* AIM OF THE TASK: Print the listing below line for line, without changing anything.

[Coordinate labeling data]

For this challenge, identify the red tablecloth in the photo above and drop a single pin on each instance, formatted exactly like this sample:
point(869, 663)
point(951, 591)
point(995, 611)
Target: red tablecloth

* REPLY:
For this challenge, identify the red tablecloth in the photo above and drop a single pin on each instance, formatted exactly like this sample:
point(869, 663)
point(951, 591)
point(995, 611)
Target: red tablecloth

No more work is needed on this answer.